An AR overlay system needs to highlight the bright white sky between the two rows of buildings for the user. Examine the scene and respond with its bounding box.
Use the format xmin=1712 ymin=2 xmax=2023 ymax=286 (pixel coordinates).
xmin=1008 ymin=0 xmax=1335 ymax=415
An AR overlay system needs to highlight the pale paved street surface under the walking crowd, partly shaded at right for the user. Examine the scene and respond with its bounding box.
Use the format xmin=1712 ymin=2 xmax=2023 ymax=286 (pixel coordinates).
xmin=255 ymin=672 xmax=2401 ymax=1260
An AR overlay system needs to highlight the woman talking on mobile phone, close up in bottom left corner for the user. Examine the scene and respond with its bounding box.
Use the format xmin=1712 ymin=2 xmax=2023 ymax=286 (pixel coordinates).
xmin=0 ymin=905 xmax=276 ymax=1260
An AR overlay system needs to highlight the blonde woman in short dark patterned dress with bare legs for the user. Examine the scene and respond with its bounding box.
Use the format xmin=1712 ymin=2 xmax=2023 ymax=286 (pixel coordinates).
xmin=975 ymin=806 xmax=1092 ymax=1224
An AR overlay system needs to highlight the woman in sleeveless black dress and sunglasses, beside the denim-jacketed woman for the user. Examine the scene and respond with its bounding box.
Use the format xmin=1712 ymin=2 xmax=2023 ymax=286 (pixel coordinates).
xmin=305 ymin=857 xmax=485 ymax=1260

___

● **Task item**
Restate verbatim all lines from the start of the data through the line containing "An AR overlay system needs to highlight the woman in", with both ends kept.

● **Exercise response**
An AR overlay system needs to highlight the bright white sky between the two rows of buildings for the user. Examine the scene and respond with its bounding box.
Use the format xmin=1712 ymin=2 xmax=2023 ymax=286 (pixel coordinates).
xmin=1008 ymin=0 xmax=1335 ymax=415
An AR overlay system needs to highlight the pale paved street surface under the walking crowd, partly shaded at right for the user. Examine the scene and respond with its bounding box.
Use the format xmin=1712 ymin=2 xmax=2023 ymax=286 (pixel coordinates).
xmin=255 ymin=672 xmax=2401 ymax=1260
An AR overlay system needs to highlight the woman talking on mobile phone, close up in bottom left corner for the user. Examine the scene and respond with its bounding box.
Use the format xmin=1712 ymin=2 xmax=2023 ymax=286 (pixel coordinates).
xmin=0 ymin=905 xmax=276 ymax=1260
An AR overlay system needs to highlight the blonde woman in short dark patterned dress with bare legs for the user. Examine the scene and respond with its bounding box.
Use the format xmin=1712 ymin=2 xmax=2023 ymax=286 (pixel coordinates).
xmin=975 ymin=806 xmax=1092 ymax=1224
An AR overlay system needs to highlight the woman in sleeveless black dress and sunglasses, beside the denim-jacketed woman for the user. Examine the scene and respond with its bounding box.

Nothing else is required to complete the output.